How to complete this task
Every single entry should be printed exactly.

Provided material
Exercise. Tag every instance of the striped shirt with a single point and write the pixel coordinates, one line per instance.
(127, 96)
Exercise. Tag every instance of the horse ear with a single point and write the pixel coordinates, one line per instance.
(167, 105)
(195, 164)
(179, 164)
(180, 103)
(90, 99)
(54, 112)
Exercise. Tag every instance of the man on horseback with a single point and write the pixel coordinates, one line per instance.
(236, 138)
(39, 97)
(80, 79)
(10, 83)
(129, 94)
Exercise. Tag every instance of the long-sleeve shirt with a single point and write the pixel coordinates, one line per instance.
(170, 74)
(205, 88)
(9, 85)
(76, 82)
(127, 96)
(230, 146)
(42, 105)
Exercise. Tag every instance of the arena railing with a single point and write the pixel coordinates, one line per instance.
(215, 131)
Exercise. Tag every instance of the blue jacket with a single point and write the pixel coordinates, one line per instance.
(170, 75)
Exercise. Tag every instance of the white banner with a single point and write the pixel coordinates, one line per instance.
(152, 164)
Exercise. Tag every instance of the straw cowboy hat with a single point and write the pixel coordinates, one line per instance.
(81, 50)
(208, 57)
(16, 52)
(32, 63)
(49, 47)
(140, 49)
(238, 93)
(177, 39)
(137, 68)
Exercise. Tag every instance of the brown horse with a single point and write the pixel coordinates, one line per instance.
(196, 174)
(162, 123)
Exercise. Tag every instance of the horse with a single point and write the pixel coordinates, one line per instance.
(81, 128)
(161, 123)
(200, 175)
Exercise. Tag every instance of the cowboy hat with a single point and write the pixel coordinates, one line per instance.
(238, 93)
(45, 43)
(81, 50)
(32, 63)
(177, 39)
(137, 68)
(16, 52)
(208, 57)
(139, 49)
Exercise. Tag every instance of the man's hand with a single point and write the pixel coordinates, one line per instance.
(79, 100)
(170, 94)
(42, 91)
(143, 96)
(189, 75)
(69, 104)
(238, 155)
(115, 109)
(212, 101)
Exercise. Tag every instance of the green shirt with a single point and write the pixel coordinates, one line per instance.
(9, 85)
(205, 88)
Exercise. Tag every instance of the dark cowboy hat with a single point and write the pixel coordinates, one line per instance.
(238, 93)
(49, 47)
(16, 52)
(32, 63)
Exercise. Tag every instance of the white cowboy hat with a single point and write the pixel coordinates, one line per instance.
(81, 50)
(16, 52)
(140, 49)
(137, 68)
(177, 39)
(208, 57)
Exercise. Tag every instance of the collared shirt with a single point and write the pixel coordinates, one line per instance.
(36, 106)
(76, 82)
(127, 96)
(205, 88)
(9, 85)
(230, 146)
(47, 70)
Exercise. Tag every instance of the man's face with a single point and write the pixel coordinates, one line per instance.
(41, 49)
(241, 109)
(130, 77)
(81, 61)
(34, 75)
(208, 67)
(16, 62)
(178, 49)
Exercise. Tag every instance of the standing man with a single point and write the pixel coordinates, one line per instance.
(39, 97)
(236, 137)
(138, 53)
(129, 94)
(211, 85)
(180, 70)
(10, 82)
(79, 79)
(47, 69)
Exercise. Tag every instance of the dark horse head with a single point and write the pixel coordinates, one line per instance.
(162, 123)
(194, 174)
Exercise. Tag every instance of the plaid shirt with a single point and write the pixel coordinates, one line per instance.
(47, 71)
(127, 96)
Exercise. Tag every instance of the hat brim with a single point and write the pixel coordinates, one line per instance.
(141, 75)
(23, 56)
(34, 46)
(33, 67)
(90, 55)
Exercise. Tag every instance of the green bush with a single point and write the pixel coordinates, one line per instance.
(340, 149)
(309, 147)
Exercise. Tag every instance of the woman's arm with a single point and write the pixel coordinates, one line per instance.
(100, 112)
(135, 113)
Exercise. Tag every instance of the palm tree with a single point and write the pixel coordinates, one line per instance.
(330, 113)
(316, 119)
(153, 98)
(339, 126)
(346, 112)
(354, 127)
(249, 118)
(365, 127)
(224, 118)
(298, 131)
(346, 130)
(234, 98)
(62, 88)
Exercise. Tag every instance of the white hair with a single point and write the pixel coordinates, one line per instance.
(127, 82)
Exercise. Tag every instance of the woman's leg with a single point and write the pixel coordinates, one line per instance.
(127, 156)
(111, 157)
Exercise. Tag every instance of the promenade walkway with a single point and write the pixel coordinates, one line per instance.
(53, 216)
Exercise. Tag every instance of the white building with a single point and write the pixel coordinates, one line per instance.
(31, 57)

Result for this exercise
Exercise. Tag every instance of the striped shirt with a single point and write the pixel coordinates, one line per instance.
(127, 96)
Exercise. Tag every instance of the horse ear with a single point and write the pixel coordinates, one line per instance.
(167, 105)
(195, 164)
(179, 164)
(180, 103)
(90, 99)
(54, 112)
Exercise. Tag every instance of the man on horseback with a single point and write the pixel coordinates, one line per instance.
(236, 138)
(39, 97)
(80, 79)
(10, 83)
(129, 94)
Exercise. Tag every instance of the long-sleeve shirt with a single point and write the pixel coordinates, one line per instance.
(170, 74)
(205, 88)
(9, 85)
(76, 82)
(127, 96)
(230, 146)
(42, 105)
Exercise. Tag every instance of the arena railing with a single point and write the pixel coordinates, one line per instance.
(215, 131)
Exercise. Tag every instance of the blue jacket with a single point and write the pixel coordinates, one line per instance.
(170, 75)
Exercise. Tag every instance of the white banner with a single point and write the pixel coordinates, one line per instance.
(152, 164)
Exercise. Tag every instance of the straw cowboy hat with a single point and write the pixel coordinates, one line per instance.
(81, 50)
(208, 57)
(16, 52)
(32, 63)
(49, 47)
(140, 49)
(238, 93)
(177, 39)
(137, 68)
Exercise. Tag every instance of the brown horse with a single point and write the pixel coordinates, one line per instance.
(196, 174)
(162, 123)
Exercise. Tag every instance of the horse with a single point and write the pixel coordinates, one line per instance.
(81, 128)
(161, 123)
(200, 175)
Exercise. Tag every instance of the cowboy hat with a single point and write the pixel coordinates, one line per instance.
(238, 93)
(45, 43)
(81, 50)
(32, 63)
(177, 39)
(137, 68)
(16, 52)
(208, 57)
(139, 49)
Exercise. Tag every instance of the man's hand with a single point and write the pixel coordinates, one line per instance.
(79, 100)
(170, 94)
(42, 91)
(143, 96)
(189, 75)
(69, 104)
(238, 155)
(115, 109)
(212, 101)
Exercise. Tag every instance of the green shirt with a single point and write the pixel coordinates, one line per instance.
(9, 85)
(205, 88)
Exercise. Tag every instance of the dark cowboy hat with a single point and write the pixel coordinates, one line per instance.
(238, 93)
(49, 47)
(16, 52)
(32, 63)
Exercise. Tag every instance of the white cowboy hat with a single point and write the pixel coordinates, one line per instance.
(81, 50)
(16, 52)
(140, 49)
(137, 68)
(177, 39)
(208, 57)
Exercise. Tag every instance of the collared shirt with a single point and write the pixel coordinates, one line per instance.
(36, 106)
(76, 82)
(127, 96)
(205, 88)
(9, 85)
(230, 146)
(47, 70)
Exercise. Tag every instance of the man's face with a single point and write the pixel coordinates, one line per instance.
(41, 49)
(241, 109)
(130, 77)
(81, 61)
(34, 75)
(208, 67)
(16, 62)
(178, 49)
Exercise. Tag every instance of the standing man with a single point and write the pixel coordinates, one line per instance.
(39, 97)
(236, 137)
(138, 53)
(129, 94)
(211, 85)
(180, 70)
(10, 82)
(79, 79)
(47, 69)
Exercise. Tag every instance of the dark horse head with a single point and write the pixel coordinates, one line per instance.
(162, 123)
(194, 174)
Exercise. Tag every instance of the plaid shirt with a single point and write the pixel coordinates, one line per instance.
(47, 71)
(127, 96)
Exercise. Tag every instance of the hat brim with a single point and write the pixel coordinates, one line per instance.
(141, 75)
(23, 56)
(34, 46)
(33, 67)
(90, 55)
Exercise. Tag every instance of the green bush with a single point and write the pixel coordinates, one line per instance.
(340, 149)
(309, 147)
Exercise. Tag every instance of the woman's arm with a single point and write the pixel coordinates, one line per instance.
(100, 112)
(135, 113)
Exercise. Tag every instance of the palm tree with a single point and write the pixel coordinates, one line per instance.
(330, 113)
(316, 119)
(153, 98)
(339, 126)
(346, 112)
(354, 127)
(249, 118)
(365, 127)
(224, 118)
(298, 131)
(346, 130)
(234, 98)
(62, 88)
Exercise. Tag every instance of the white hair with a single point and write the pixel coordinates, one line per instance.
(127, 82)
Exercise. Tag every instance of the woman's leg with a single point and write the pixel coordinates, one line per instance.
(127, 156)
(111, 157)
Exercise. Tag every instance of the promenade walkway with a single point and write the pixel coordinates, one line per instance.
(53, 216)
Exercise. Tag every instance of the white building with a single point and write the pixel coordinates, one line per instance.
(31, 57)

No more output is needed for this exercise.